Der Spitzwegerich (Plantago lanceolata) kommt in ganz Europa, Nord- und Mittelasien in großen Mengen vor und wächst bevorzugt auf trockenen Wiesen, an Wegrändern und auf Äckern.

Die Indianer Nordamerikas nannten ihn «Fußstapfen des weißen Mannes», weil sich seine schleimhaltigen Samen an Räder und Fußsohlen geheftet haben und so nach Amerika gekommen sind und sich dadurch im ganzen Land verbreitet haben. Das griechische «plantago» heißt übersetzt «Fußsohle» und weist auf die Verwendung des Breitwegerichs bei Wanderungen hin. Dort schützt es die Fußsohle vor Blasen.

Spitzwegerich – die unscheinbare Pflanze

Spitzwegerich bildet eine grundständige Blattrosette mit 20-40cm langen, schmalen, lanzettförmigen Blättern, aus deren Mitte ein langer, aufrechter Stengel wächst, an dessen Ende eine kuglige, fast farblose Blüte sitzt.

**AUFGABE A**
Wo wächst der Spitzwegerich laut dem Ausgangstext bevorzugt?
**AUFGABE B**
Übersetze diesen Satz aus dem Ausgangstext über den Spitzwegerich ins Englische: „Spitzwegerich bildet eine grundständige Blattrosette mit 20-40cm langen, schmalen, lanzettförmigen Blättern, aus deren Mitte ein langer, aufrechter Stengel wächst, an dessen Ende eine kuglige, fast farblose Blüte sitzt.“
**AUFGABE C**
Schreibe den Text über den Spitzwegerich nach seinem letzten Satz weiter.

**EXTRAHIERTE ZEILEN**
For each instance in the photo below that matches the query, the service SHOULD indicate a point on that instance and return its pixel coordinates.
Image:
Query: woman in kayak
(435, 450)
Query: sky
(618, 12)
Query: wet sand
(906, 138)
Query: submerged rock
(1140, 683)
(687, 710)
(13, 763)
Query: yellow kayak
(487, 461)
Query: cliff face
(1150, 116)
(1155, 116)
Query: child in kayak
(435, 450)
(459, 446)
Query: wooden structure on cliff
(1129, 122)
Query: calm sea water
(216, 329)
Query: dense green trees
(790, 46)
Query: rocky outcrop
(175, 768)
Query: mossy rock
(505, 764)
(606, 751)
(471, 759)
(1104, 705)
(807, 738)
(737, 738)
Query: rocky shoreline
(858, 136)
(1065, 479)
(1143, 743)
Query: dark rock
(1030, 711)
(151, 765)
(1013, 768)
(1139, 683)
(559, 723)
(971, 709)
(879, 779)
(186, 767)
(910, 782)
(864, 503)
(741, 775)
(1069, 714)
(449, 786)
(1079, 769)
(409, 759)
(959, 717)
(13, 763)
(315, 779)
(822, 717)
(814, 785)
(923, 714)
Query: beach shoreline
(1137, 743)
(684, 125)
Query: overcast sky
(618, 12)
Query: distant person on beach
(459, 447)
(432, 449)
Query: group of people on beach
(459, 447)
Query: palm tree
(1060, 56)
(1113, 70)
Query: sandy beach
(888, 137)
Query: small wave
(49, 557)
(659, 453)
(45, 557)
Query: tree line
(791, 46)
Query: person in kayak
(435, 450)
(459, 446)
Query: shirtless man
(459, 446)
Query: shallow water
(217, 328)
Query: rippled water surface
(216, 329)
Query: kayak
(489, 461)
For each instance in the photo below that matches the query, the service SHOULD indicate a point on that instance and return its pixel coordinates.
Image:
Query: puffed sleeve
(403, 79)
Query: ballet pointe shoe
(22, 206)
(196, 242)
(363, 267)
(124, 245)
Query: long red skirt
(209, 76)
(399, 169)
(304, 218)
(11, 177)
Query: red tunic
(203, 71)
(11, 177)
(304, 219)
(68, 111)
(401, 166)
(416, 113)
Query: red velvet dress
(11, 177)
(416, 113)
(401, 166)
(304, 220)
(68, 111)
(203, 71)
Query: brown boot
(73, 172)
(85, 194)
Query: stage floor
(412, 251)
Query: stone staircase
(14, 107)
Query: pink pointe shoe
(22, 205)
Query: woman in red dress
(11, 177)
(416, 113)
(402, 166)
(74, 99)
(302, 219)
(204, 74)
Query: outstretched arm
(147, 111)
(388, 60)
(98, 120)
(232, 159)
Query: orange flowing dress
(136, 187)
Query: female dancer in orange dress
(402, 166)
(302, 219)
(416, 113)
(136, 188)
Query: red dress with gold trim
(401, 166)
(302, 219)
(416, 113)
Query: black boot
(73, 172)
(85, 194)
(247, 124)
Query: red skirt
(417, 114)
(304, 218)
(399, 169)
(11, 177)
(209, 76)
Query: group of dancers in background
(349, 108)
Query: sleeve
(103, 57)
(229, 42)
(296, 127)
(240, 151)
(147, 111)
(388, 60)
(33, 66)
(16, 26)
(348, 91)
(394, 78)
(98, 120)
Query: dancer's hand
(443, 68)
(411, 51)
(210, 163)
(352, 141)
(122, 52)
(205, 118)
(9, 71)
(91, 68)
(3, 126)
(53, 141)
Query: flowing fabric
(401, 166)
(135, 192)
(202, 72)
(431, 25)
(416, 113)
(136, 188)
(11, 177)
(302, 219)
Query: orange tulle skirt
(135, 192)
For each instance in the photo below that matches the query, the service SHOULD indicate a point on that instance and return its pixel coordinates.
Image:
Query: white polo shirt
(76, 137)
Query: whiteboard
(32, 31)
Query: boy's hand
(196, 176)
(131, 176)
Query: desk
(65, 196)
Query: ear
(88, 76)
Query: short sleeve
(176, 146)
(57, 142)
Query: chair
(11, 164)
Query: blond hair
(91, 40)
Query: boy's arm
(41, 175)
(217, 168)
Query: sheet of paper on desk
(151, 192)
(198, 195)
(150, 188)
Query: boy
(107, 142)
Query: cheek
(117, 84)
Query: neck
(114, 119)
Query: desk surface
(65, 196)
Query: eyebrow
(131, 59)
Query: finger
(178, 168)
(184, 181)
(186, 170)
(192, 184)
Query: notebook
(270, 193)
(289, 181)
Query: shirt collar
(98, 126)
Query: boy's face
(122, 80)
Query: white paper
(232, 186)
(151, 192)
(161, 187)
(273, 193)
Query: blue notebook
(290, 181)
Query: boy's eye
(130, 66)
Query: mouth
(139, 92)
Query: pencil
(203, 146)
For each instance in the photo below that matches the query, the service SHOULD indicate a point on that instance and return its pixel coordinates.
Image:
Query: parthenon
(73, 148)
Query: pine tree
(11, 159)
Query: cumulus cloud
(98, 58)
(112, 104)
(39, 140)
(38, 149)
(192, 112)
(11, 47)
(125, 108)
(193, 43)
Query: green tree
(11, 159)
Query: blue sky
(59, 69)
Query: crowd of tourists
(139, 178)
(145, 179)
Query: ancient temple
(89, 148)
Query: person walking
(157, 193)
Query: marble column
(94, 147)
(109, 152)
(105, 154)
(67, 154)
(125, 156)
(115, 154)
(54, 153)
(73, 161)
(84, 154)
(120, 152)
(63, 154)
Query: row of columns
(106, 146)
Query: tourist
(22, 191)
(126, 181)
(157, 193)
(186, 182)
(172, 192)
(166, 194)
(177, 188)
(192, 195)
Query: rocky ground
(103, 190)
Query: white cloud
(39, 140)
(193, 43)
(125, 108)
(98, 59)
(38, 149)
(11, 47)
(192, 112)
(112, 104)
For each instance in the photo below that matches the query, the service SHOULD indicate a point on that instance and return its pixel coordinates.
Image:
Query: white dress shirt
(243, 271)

**ANTWORT A**
Auf trockenen Wiesen, an Wegrändern und auf Äckern.

**ANTWORT B**
Ribwort plantain forms a basal leaf rosette with narrow, lance-shaped leaves 20–40 cm long, from whose center a long, upright stem grows, at the end of which sits a spherical, almost colorless flower.

**ANTWORT C**
Spitzwegerich-Blätter
Photo by Pixabay

Die Spitzwegerichblätter können ab Frühjahr und dann den ganzen Sommer hindurch geerntet werden. Am besten ernten Sie die frischen Blätter kurz vor der Blüte. Diese können dann frisch zu Tee, Tinkturen oder Sirup verwendet und natürlich getrocknet werden. Der Geschmack der frischen Droge ist etwas bitter und schleimig, deshalb kommt der Spitzwegerich bei mir nur zu kleinen Anteilen in frische Frühlingssalate. Diese Pflanze gehört aber unbedingt, in welcher Form auch immer, in jede Hausapotheke hinein.

Die Hauptanwendungsgebiete sind Atemwegs- und bei Hauterkrankungen.

Spitzwegerich bei Atemwegserkrankungen

In dieser Pflanze finden wir einen hohen Anteil an Schleimstoffen (bis 6%), diese wirken reizlindernd und schützen angegriffene Schleimhäute. Durch die Wirkung verschiedener Schleimstoffe kommt es auch zu einer Produktionssteigerung von Granulozyten, also auch zu einer gewissen immunstimulierenden Wirkung. Außerdem finden wir bis zu 5% Gerbstoffe und 2% Aucubin. Aucubin gehört in die Gruppe der Glycoside und wirkt antibiotisch.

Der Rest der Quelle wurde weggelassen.